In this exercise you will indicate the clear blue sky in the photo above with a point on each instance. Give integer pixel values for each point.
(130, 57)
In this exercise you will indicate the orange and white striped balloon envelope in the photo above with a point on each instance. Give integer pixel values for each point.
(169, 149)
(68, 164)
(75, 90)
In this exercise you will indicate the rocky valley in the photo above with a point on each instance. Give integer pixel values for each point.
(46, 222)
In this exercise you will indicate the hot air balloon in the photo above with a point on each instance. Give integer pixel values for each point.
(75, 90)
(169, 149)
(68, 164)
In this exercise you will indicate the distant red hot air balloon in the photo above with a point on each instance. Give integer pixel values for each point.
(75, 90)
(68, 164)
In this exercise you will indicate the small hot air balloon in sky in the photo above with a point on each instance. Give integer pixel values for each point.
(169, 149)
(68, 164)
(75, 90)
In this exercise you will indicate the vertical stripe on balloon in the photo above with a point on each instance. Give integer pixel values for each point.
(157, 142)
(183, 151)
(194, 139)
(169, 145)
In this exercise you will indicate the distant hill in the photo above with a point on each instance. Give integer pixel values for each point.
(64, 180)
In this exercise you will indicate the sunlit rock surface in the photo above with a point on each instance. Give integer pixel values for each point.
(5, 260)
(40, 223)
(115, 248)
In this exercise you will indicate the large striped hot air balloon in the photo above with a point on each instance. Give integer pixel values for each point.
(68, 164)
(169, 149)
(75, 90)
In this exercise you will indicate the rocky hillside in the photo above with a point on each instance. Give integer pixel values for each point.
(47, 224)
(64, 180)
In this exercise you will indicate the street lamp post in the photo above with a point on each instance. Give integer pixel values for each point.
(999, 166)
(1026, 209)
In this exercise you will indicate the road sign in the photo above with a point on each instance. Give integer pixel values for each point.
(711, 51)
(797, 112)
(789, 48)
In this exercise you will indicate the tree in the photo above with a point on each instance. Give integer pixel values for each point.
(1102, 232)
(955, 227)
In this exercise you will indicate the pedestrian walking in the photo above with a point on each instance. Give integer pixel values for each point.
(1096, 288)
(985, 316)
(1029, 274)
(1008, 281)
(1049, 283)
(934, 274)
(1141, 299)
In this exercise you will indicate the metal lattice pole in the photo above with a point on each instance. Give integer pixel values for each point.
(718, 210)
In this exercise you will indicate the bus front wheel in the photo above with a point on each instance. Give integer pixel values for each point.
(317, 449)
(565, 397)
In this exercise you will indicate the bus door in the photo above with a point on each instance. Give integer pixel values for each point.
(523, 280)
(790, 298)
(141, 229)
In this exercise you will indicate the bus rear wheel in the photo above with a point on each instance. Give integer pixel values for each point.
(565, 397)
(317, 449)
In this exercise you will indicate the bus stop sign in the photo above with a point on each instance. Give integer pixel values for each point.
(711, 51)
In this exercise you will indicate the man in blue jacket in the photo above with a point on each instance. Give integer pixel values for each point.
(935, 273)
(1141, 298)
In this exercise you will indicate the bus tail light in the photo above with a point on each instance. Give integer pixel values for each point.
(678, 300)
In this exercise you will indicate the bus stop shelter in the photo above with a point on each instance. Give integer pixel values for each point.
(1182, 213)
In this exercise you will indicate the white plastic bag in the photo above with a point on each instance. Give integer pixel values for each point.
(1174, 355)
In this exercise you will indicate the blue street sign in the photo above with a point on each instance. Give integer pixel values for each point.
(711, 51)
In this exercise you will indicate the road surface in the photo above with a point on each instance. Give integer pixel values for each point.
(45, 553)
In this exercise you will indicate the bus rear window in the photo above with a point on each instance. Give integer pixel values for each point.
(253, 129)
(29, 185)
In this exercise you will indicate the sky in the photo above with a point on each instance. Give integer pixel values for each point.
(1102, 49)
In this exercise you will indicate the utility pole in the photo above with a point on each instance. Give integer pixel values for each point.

__Given problem__. Convert every line of the records above into a numbered list, omitting any blank lines.

__Final result__.
1. In this exercise you will indicate the clear blue sky in the photo above with a point on each instance. Give integer pixel values for each point.
2. (130, 57)
3. In this exercise you will indicate the orange and white striped balloon envelope in the photo above with a point on each instance. Give integer pixel values for each point.
4. (169, 149)
5. (68, 164)
6. (75, 90)
7. In this exercise you will indicate the rocky valley in the photo above with a point on each instance. Give integer pixel values for each point.
8. (46, 222)
9. In this exercise you will indicate the hot air balloon in the photo above with a point on each instance. Give integer pixel values for each point.
10. (75, 90)
11. (169, 149)
12. (68, 164)
13. In this exercise you will indicate the distant red hot air balloon in the photo above with a point on each instance. Give integer pixel values for each point.
14. (75, 90)
15. (68, 164)
16. In this exercise you will indicate the small hot air balloon in sky in the photo above with a point on each instance. Give integer pixel values for each point.
17. (169, 149)
18. (68, 164)
19. (75, 90)
20. In this exercise you will indicate the vertical stripe on balloon in the photo above with a point on each instance. Give integer pixel values for each point.
21. (157, 142)
22. (183, 151)
23. (194, 139)
24. (169, 145)
25. In this exercise you will indicate the distant hill in the photo above with a point on each instance. Give integer pixel values for each point.
26. (64, 180)
27. In this exercise you will indicate the sunlit rock surface in the photo above with a point on each instance. Give integer pixel values for each point.
28. (5, 260)
29. (40, 223)
30. (115, 248)
31. In this exercise you will indicate the large striped hot air balloon in the photo above with a point on each instance. Give integer pixel values for each point.
32. (68, 164)
33. (169, 149)
34. (75, 90)
35. In this exercise you will indicate the rocky hillside in the photo above with a point on each instance. Give integer pixel values for each point.
36. (47, 224)
37. (64, 180)
38. In this exercise you will indicate the street lamp post in the photo above with a point on each instance. Give integer pixel values for each point.
39. (999, 166)
40. (1026, 209)
41. In this exercise you will indicate the road sign in the photo above with a point on each instance. Give integer pixel values for each point.
42. (711, 51)
43. (797, 112)
44. (789, 48)
45. In this exercise you will indicate the tree in the photo above with a point on each instance. Give integer pixel values for each point.
46. (1102, 232)
47. (955, 227)
48. In this exercise you will indicate the pedestrian walking in the photo above with a point on each instance. Give integer pixel values for each point.
49. (1096, 288)
50. (985, 316)
51. (1029, 274)
52. (1008, 281)
53. (1049, 283)
54. (934, 274)
55. (1141, 299)
56. In this exercise you will indicate the metal lattice pole in the photo above with a point on each instance. Give integer pixel values for each point.
57. (718, 210)
58. In this exercise you will indicate the bus front wheel in the photo above with a point on each instance. Give integer pixel values for each point.
59. (317, 449)
60. (565, 397)
61. In this exercise you will indicate the bus door in the photo above with a point on each instance. Give integer pixel values for each point.
62. (523, 280)
63. (790, 298)
64. (141, 229)
65. In this exercise you will indicate the bus rear wheel in the photo above with a point on each instance. Give integer pixel values for each point.
66. (565, 397)
67. (317, 449)
68. In this exercise you will indicate the bus stop sign in the photo above with a point on each instance. Give integer pixel values for each point.
69. (711, 51)
70. In this exercise you will indicate the man in blue jacket in the photo above with a point on each instance. Give integer pixel values for each point.
71. (935, 273)
72. (1141, 298)
73. In this exercise you will indicate the bus tail light in the photo above with a point on each instance. Give integer pixel values for each point.
74. (678, 300)
75. In this exercise you will indicate the bus stop shelter in the photo above with a point on each instance. Give integer pixel values for each point.
76. (1182, 213)
77. In this exercise you will indicate the white plastic bag in the photo above with a point on each instance. Give integer pixel values for each point.
78. (1174, 355)
79. In this exercise you will indicate the blue street sign in the photo above with a point on each instance. Give integer pixel values for each point.
80. (711, 51)
81. In this exercise you will indicate the road surface in the photo above with a point on each instance. Give integer pixel values for each point.
82. (45, 553)
83. In this exercise you will indicate the bus rear window in the photo above with a point on each instance. Give integer pixel values for each point.
84. (253, 129)
85. (29, 185)
86. In this exercise you will indicate the sky in the photo above with a point on each instance. Give integer pixel values for each point.
87. (1102, 49)
88. In this exercise you will indicate the utility pole in the photo above with a point on each instance. Give integer pixel values for each point.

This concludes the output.